#### Prompt
Find the line that contains "bamboo leaf in the photo above." and print it and every line after it, exactly, please.

Records from a data collection
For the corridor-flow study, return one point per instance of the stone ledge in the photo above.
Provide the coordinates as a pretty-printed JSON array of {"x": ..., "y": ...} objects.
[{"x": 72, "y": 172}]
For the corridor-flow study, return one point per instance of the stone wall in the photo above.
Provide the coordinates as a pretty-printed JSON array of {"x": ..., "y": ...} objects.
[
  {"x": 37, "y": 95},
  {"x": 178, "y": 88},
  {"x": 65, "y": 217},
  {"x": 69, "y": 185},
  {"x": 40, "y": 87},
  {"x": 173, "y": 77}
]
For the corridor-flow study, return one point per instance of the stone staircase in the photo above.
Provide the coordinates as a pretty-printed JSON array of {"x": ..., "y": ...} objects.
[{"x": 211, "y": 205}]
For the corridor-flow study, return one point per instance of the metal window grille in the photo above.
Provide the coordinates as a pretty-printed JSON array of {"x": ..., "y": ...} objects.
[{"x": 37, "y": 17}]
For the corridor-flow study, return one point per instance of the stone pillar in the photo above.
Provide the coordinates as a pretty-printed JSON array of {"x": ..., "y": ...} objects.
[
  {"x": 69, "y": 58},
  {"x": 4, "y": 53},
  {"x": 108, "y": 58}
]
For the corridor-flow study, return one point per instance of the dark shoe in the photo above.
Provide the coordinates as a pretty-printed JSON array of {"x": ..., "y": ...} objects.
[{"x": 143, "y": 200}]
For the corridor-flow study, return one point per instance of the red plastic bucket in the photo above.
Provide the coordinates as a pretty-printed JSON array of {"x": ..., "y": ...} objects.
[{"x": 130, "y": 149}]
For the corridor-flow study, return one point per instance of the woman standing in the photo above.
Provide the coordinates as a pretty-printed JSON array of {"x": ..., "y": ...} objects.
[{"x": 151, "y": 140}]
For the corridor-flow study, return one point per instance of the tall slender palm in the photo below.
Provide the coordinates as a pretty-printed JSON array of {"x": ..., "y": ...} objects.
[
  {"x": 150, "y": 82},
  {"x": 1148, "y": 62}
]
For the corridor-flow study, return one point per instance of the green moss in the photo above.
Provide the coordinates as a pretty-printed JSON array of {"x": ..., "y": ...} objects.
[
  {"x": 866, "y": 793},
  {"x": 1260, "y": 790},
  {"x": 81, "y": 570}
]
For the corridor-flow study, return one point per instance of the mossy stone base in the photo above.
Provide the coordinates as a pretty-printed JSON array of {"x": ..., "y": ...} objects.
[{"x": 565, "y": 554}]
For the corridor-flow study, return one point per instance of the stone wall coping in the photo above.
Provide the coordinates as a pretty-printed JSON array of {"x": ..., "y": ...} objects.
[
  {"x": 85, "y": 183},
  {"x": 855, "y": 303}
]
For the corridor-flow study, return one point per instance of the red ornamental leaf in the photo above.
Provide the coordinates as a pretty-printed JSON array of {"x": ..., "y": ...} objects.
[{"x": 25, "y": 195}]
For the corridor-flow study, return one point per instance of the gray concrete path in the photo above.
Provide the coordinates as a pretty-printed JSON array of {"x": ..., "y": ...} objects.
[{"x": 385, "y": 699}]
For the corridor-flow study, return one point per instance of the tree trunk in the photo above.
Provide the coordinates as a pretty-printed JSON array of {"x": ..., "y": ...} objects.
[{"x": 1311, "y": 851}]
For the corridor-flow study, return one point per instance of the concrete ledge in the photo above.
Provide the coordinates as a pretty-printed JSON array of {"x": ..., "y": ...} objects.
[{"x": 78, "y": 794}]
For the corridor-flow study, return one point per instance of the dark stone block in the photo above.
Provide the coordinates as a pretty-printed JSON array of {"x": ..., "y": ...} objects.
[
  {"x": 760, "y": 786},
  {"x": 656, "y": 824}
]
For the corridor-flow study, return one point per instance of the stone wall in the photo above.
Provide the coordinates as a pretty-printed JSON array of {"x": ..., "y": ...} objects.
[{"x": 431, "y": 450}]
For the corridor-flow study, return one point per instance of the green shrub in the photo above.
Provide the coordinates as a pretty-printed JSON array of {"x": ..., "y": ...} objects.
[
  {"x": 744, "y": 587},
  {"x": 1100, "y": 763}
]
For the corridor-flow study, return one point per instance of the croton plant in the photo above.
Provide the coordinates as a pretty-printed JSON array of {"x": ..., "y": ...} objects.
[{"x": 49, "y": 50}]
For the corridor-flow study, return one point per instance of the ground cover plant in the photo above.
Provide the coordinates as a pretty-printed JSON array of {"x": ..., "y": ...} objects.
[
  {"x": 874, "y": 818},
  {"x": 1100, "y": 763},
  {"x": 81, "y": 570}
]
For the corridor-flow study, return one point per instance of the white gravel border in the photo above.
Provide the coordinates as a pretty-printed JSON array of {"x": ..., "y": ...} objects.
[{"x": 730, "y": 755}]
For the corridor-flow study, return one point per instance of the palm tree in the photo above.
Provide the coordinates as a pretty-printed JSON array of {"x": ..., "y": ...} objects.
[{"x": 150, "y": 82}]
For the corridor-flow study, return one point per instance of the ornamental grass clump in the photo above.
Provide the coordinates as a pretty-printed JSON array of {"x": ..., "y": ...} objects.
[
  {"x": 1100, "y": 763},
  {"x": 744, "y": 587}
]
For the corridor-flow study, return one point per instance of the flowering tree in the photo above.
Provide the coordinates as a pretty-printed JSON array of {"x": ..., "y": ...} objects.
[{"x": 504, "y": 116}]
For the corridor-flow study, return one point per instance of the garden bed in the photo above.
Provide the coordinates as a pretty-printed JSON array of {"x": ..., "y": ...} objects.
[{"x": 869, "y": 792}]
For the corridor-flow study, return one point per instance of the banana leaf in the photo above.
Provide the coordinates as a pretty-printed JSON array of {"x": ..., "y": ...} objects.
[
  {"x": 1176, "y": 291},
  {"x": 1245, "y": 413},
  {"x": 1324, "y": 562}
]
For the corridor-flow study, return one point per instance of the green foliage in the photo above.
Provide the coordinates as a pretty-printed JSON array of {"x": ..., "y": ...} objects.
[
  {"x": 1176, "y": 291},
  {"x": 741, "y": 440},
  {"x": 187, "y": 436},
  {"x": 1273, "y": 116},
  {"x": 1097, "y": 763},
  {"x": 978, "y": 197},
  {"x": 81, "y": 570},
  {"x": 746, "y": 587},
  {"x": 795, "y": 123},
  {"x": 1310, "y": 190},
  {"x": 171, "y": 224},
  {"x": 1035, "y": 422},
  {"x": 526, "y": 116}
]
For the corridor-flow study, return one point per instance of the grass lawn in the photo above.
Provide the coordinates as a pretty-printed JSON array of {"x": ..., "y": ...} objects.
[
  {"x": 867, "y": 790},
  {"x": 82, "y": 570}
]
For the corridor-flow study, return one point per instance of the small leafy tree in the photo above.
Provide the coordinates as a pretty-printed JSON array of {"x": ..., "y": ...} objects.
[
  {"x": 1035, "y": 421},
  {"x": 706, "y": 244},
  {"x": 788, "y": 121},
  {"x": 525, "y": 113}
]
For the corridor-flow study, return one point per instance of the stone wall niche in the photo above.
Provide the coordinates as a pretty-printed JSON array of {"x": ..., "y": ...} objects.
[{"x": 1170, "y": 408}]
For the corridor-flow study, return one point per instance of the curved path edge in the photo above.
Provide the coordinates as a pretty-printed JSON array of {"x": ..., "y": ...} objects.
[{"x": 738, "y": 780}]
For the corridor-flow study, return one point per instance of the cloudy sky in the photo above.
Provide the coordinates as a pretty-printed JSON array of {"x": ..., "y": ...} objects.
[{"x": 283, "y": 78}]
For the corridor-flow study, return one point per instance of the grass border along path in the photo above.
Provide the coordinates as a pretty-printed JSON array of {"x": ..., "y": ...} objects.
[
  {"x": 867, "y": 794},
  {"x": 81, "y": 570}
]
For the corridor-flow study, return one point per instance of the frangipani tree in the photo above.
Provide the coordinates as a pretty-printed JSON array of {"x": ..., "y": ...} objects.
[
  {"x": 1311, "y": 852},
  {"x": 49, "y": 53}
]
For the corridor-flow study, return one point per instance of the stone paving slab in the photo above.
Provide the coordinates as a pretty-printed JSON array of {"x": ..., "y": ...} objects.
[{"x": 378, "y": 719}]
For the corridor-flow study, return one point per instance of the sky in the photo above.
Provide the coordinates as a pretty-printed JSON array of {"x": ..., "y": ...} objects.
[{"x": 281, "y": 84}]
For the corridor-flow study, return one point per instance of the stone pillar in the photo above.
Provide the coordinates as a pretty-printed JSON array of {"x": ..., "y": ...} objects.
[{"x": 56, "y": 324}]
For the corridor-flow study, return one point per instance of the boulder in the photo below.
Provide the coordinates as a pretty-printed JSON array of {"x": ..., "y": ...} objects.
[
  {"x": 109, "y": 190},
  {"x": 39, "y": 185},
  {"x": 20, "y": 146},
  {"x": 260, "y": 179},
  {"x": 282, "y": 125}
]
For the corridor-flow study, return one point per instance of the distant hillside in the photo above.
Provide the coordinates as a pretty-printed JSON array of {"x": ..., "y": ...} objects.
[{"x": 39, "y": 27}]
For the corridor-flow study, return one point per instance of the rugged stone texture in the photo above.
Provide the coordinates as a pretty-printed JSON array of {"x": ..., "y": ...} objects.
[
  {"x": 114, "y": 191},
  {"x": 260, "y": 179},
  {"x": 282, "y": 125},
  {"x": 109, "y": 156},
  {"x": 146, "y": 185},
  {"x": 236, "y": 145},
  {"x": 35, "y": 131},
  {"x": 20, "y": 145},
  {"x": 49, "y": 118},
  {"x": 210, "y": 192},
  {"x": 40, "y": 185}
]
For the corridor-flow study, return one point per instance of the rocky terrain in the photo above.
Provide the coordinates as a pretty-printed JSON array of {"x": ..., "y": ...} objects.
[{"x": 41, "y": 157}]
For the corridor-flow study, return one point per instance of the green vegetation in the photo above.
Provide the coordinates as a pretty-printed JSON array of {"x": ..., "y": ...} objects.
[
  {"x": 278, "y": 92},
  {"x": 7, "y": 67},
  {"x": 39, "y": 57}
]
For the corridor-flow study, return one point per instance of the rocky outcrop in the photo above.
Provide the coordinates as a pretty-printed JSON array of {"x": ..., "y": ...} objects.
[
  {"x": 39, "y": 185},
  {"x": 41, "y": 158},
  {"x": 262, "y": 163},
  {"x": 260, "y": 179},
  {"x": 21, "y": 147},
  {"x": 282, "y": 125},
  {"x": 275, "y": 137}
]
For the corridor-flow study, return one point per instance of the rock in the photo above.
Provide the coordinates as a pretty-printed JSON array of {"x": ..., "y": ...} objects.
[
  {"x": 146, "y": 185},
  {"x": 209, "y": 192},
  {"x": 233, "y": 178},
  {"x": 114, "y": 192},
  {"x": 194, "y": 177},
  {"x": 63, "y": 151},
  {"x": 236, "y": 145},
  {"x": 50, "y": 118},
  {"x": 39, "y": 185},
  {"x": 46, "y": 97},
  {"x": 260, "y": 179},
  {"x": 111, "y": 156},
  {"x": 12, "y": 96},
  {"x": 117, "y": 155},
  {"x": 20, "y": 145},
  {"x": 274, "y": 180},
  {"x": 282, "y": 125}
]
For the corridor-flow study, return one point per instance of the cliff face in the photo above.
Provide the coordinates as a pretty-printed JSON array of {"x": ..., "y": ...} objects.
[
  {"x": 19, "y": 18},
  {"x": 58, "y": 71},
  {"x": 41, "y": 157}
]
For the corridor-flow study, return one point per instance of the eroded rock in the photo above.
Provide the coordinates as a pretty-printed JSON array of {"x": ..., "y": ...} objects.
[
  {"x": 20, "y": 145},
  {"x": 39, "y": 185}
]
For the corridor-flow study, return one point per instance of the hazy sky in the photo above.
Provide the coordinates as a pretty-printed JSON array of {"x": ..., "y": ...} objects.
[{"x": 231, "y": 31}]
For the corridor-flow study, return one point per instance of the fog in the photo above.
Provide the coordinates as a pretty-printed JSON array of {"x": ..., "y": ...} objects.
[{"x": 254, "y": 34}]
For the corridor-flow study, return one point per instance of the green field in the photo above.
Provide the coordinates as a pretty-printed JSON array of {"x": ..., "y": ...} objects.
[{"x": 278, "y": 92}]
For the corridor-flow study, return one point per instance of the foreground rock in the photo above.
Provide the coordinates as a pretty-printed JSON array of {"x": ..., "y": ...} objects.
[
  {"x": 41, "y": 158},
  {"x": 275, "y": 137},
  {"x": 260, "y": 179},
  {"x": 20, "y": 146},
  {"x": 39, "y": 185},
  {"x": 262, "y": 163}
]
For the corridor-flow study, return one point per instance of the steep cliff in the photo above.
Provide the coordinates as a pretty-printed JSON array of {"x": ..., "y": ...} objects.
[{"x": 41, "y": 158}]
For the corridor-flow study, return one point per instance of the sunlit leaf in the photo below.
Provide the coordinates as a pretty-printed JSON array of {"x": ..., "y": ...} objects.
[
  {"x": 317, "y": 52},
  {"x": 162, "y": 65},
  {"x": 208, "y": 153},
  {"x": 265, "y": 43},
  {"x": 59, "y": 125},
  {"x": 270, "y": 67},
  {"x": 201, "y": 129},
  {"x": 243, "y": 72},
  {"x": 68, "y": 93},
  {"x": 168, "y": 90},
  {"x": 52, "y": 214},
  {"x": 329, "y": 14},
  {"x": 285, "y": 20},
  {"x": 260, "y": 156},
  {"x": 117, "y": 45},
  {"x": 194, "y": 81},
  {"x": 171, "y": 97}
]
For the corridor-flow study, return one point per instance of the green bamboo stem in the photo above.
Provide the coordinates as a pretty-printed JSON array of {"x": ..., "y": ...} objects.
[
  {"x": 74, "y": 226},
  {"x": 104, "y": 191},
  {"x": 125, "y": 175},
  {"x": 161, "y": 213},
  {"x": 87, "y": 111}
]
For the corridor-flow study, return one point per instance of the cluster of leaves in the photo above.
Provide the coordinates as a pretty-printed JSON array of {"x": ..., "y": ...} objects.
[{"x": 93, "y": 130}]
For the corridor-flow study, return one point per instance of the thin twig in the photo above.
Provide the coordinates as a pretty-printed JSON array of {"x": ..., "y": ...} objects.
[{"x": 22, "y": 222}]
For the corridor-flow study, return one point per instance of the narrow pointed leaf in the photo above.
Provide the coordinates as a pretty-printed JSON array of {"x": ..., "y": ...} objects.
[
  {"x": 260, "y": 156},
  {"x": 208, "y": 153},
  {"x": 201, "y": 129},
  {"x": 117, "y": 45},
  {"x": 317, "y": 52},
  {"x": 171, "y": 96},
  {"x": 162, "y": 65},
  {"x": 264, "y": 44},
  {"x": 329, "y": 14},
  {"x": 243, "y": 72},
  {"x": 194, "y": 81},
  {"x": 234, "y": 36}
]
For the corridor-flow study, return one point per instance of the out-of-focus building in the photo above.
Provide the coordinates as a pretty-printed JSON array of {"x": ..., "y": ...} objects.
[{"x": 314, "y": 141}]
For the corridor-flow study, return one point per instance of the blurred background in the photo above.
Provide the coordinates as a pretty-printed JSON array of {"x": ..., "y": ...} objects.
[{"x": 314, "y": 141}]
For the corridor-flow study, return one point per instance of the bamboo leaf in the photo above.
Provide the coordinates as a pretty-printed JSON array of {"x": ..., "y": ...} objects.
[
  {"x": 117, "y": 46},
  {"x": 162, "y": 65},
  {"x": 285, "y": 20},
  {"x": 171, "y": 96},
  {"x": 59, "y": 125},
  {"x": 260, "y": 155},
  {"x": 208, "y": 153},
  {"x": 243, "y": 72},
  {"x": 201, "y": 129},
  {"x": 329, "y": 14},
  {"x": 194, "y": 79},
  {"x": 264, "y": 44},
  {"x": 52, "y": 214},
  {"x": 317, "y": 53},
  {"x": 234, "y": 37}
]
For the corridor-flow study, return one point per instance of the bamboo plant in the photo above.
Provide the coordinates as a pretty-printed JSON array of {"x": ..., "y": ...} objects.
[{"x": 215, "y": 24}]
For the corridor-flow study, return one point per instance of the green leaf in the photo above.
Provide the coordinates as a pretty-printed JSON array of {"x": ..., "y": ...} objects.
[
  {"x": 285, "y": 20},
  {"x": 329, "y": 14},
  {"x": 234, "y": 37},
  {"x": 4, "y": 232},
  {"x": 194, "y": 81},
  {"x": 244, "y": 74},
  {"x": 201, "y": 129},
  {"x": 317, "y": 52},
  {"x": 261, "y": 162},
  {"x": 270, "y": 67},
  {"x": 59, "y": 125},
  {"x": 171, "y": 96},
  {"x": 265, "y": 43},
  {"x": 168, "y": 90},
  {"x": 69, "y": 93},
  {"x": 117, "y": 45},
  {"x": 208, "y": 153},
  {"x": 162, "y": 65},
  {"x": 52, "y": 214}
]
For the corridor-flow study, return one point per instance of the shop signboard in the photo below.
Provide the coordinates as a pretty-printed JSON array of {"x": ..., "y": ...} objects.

#### Output for this task
For the corridor-flow study, return one point per instance of the bamboo leaf in the photo above.
Provide the coordinates as a pretty-printed JSON array of {"x": ..., "y": ...} objects.
[
  {"x": 117, "y": 46},
  {"x": 162, "y": 65},
  {"x": 285, "y": 20},
  {"x": 171, "y": 96},
  {"x": 59, "y": 125},
  {"x": 260, "y": 155},
  {"x": 208, "y": 153},
  {"x": 243, "y": 72},
  {"x": 201, "y": 129},
  {"x": 329, "y": 14},
  {"x": 194, "y": 79},
  {"x": 264, "y": 44},
  {"x": 52, "y": 214},
  {"x": 317, "y": 53},
  {"x": 234, "y": 37}
]
For the corridor-flow study, return one point per instance of the bamboo plant in the photo above.
Provide the coordinates as a pretty-printed JSON array of {"x": ..., "y": ...} objects.
[{"x": 215, "y": 24}]
For the corridor-flow study, return one point per instance of the green leaf in the photo above.
Provide the coordinates as a pretty-printed JSON array of {"x": ..., "y": ...} objects.
[
  {"x": 285, "y": 20},
  {"x": 329, "y": 14},
  {"x": 234, "y": 37},
  {"x": 4, "y": 232},
  {"x": 194, "y": 81},
  {"x": 244, "y": 74},
  {"x": 201, "y": 129},
  {"x": 317, "y": 52},
  {"x": 261, "y": 162},
  {"x": 270, "y": 67},
  {"x": 59, "y": 125},
  {"x": 171, "y": 96},
  {"x": 265, "y": 43},
  {"x": 168, "y": 90},
  {"x": 69, "y": 93},
  {"x": 117, "y": 45},
  {"x": 208, "y": 153},
  {"x": 162, "y": 65},
  {"x": 52, "y": 214}
]
For the corridor-flow study, return one point per instance of the shop signboard in the photo below.
Provide the coordinates as a pretty-printed JSON array of {"x": ..., "y": ...} objects.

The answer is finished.